:: What you should do ::
Copy word for word the lines below, from the line with "Could you point to the dark wooden" up to and including the line with "(1213, 351)", and leave the picture out of your copy.

:: Raw data ::
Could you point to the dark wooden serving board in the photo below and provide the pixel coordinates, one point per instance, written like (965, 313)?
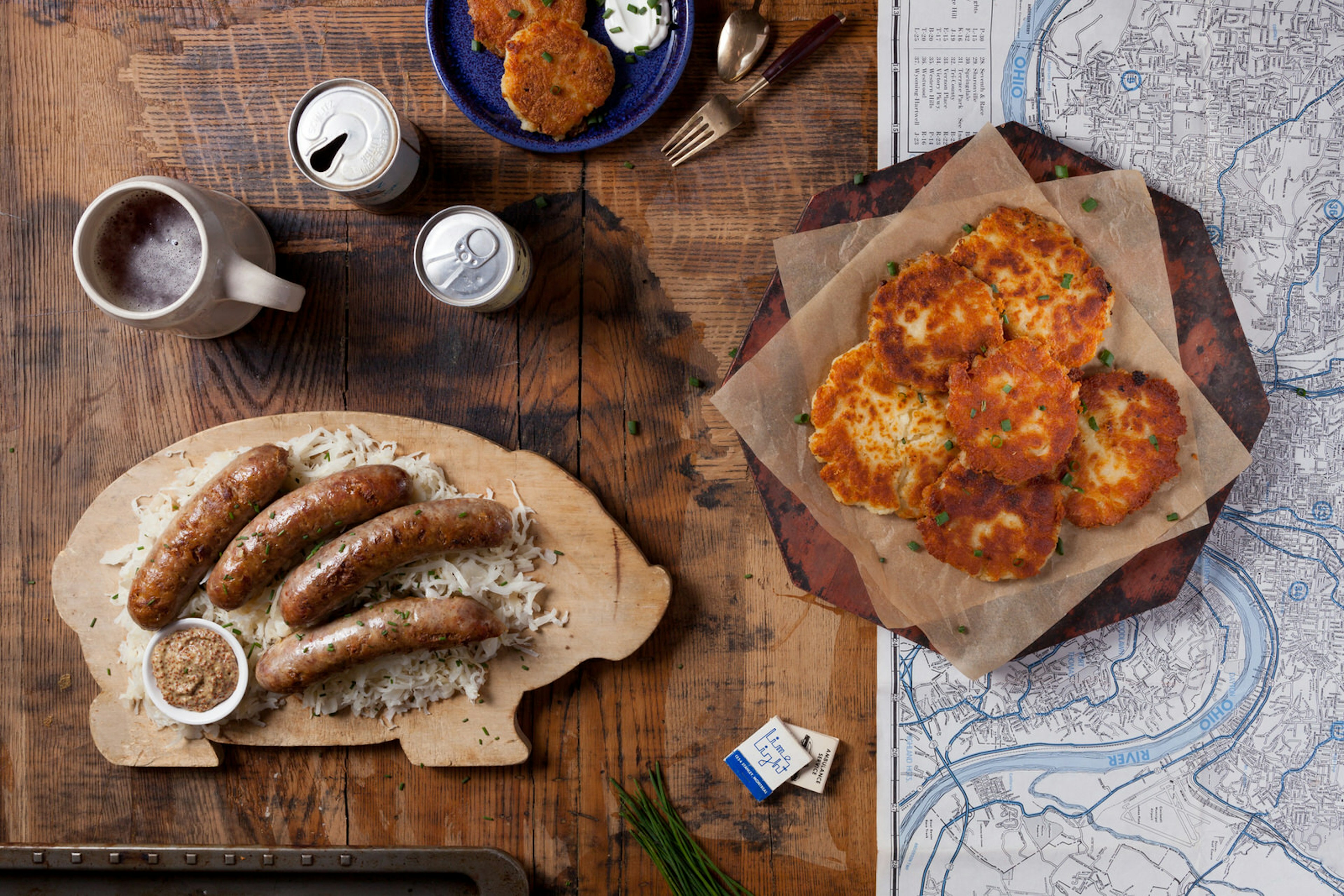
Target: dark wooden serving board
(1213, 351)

==

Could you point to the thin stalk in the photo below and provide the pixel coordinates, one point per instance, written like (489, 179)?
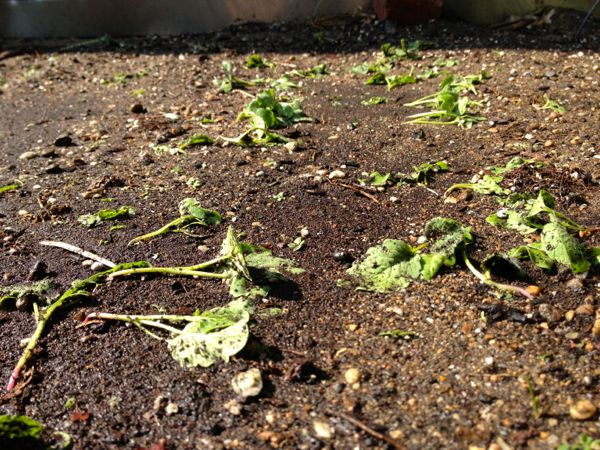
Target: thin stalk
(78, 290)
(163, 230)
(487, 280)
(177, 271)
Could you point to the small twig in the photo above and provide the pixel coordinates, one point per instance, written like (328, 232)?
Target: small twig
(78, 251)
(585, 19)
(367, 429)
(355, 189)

---

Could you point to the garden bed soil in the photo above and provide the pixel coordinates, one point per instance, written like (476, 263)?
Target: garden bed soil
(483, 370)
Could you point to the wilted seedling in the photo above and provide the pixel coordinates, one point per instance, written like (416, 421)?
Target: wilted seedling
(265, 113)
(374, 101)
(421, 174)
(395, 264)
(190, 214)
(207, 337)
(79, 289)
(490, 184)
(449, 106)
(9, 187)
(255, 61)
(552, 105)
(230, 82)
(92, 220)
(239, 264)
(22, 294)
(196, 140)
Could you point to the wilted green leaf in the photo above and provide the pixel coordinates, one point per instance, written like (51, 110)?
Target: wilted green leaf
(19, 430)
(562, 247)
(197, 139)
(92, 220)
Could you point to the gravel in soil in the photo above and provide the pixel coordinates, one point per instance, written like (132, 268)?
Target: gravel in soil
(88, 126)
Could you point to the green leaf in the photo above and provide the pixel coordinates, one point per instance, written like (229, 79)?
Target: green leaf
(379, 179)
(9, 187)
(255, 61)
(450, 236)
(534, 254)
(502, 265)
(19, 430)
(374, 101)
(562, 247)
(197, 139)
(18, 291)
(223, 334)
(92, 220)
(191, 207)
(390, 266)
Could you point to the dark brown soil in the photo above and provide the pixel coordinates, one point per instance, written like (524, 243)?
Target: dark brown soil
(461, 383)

:: Answer for this exercise ::
Could you point to the dark wooden serving board in the photo below and provide the pixel coordinates, one point per instance, written like (965, 313)?
Target: dark wooden serving board
(1213, 351)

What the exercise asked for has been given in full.